__Extract to read__.
Parent power/Kathryn Holmquist With many of our schools in a shameful state and many of our children suffering, parents and teachers are coming together to form a pressure group that hopes to stop the rot
An emotional groundswell in reaction to conditions in hundreds of schools around the State has resulted in parents and teachers joining together in a radical new organisation, TLC (Tender Loving Care). Parent-power is the new trend, believe the founders of TLC, which also stands for Tuismitheoirí Teageascóirí le Chéile. "Our aim is to defend our children's human rights and improve conditions for children and teachers in schools, with no politics and no hidden agenda," says Florence Horsman-Hogan, PRO for TLC.
Primary school pupils at one school in Cork were sitting on benches made from planks of wood and bricks in a rented prefab before pupils got their screwdrivers out and made their own chairs from flatpacks. It's almost a return to the hedge schools - but very expensive ones. The school pays 250,000 per year in rent for a prefab in a field.
Carmel Nic Airt, a school principal and member of An Foras Patrúnachta, which represents 41 schools, says that many schools are worse off than this.
At least the flatpack kids have warm classrooms.
She finds herself frustrated by the fact that parents are always asking her: "What are you doing about the new building?" Her chief responsibility is the running of a curriculum, a school, its staff and finances - yet she is expected to be an architect and property developer as well, running around trying to do deals. "Just last week we were looking at old factories. We are doing things we should not be doing," says Nic Airt.
TLC will not stop until it has secured €400 million "to bring primary schools out of dilapidated conditions that are a hazard to health," says Horsman-Hogan. "We parents want to work with Noel Dempsey and help him. TLC is an idea whose time has come. Parents must get involved in creating the kinds of schools they want," says Nic Airt.
Parents and teachers from 120 schools attended the first TLC meeting in Cork, on March 8th. Two further meetings are planned in Waterford and Galway later this month (see below).
Mary-Anne Oke of Amnesty International believes that dilapidated buildings and insecure and degrading environments contravene the United Nations Convention of the Rights of the Child (1990). Problems reported by 120 schools in Cork, include coldness and damp that is suspected to be contributing to an increase in asthma among primary school children.

__Exercise tasks__.
1. Write out the passage of the article on school conditions that begins at the words "Primary school pupils" and ends after the words "off than this.".
2. Using the article on school conditions, say whether each statement agrees with it, answering yes or no and quoting the words that decide it.
(a) The first TLC meeting was held in Galway.
(b) The Cork school pays 250,000 per year in rent for a prefab.
(c) An Foras Patrúnachta represents 41 schools.
3. Answer from the article on school conditions:
(a) What position does Florence Horsman-Hogan hold in TLC?
(b) How much money does TLC intend to secure?
(c) Which convention does Mary-Anne Oke believe dilapidated buildings contravene?
The material after this point is separate from the article on school conditions.

__Recorded information__.
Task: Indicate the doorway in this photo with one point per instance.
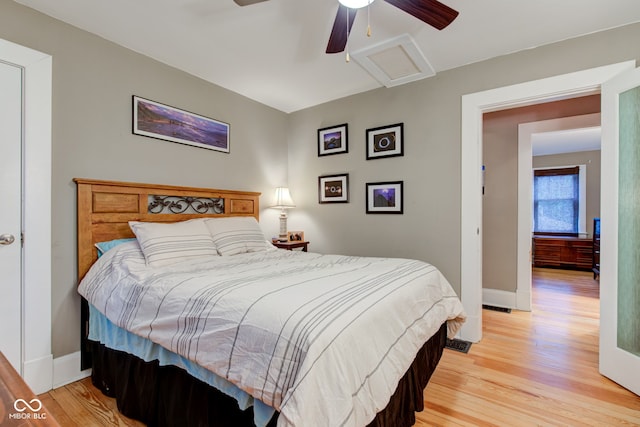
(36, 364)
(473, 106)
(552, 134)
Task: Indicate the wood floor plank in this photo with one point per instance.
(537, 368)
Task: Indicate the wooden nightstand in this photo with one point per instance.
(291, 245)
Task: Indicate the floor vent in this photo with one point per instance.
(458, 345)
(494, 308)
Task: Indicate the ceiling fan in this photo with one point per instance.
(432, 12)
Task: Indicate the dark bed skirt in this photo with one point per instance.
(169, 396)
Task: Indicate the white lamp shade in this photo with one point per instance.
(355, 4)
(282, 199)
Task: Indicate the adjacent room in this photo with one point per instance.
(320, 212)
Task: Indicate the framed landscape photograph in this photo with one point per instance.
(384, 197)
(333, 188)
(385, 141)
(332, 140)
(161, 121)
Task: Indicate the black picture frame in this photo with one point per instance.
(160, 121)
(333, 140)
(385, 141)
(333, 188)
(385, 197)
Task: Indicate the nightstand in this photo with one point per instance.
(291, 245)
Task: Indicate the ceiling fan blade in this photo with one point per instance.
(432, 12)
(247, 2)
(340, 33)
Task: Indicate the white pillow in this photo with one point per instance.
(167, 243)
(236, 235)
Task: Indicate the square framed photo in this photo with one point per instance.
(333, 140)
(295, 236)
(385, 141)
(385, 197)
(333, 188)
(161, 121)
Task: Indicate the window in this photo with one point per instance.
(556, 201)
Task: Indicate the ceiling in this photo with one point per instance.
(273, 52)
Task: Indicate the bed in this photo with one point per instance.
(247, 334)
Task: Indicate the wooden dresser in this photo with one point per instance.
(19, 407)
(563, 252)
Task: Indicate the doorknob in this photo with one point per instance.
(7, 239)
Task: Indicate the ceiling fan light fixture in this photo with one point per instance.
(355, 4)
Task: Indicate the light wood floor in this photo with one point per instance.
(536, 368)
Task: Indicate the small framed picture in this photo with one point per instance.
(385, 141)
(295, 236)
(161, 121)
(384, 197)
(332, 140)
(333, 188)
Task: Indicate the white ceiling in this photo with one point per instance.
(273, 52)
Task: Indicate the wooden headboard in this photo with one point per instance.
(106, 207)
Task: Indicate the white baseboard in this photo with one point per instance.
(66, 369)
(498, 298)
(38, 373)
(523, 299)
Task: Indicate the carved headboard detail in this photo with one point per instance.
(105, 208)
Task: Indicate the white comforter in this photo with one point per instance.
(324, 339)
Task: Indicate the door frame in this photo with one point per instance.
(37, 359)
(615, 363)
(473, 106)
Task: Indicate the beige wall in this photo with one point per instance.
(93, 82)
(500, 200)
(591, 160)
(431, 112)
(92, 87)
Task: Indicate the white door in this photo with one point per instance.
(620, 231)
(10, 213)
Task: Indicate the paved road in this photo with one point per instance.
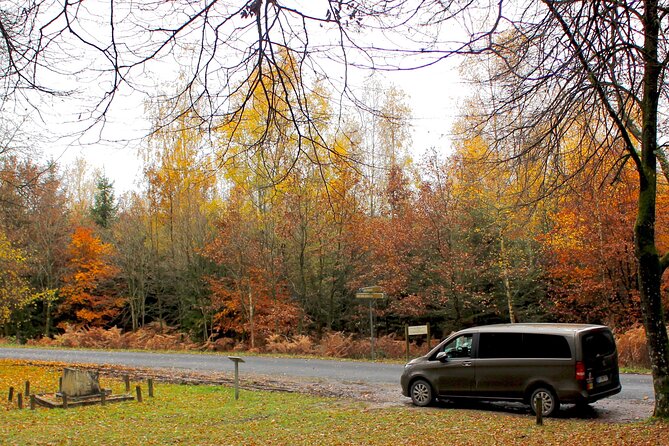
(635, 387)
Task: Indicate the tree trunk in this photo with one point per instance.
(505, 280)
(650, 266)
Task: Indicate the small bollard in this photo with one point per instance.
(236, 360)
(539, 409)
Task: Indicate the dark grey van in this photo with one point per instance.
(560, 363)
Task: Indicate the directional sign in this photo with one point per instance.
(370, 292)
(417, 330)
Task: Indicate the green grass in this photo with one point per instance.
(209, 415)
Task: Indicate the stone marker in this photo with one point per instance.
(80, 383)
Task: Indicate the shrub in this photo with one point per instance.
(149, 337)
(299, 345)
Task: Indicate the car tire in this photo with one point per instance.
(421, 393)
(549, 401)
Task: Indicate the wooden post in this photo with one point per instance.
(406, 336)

__Responses__.
1.
Primary school pupils at one school in Cork were sitting on benches made from planks of wood and bricks in a rented prefab before pupils got their screwdrivers out and made their own chairs from flatpacks. It's almost a return to the hedge schools - but very expensive ones. The school pays 250,000 per year in rent for a prefab in a field.
Carmel Nic Airt, a school principal and member of An Foras Patrúnachta, which represents 41 schools, says that many schools are worse off than this.

2.
(a) No: "Parents and teachers from 120 schools attended the first TLC meeting in Cork, on March 8th."
(b) Yes: "The school pays 250,000 per year in rent for a prefab in a field."
(c) Yes: "which represents 41 schools"

3.
(a) PRO for TLC
(b) €400 million
(c) The United Nations Convention of the Rights of the Child (1990)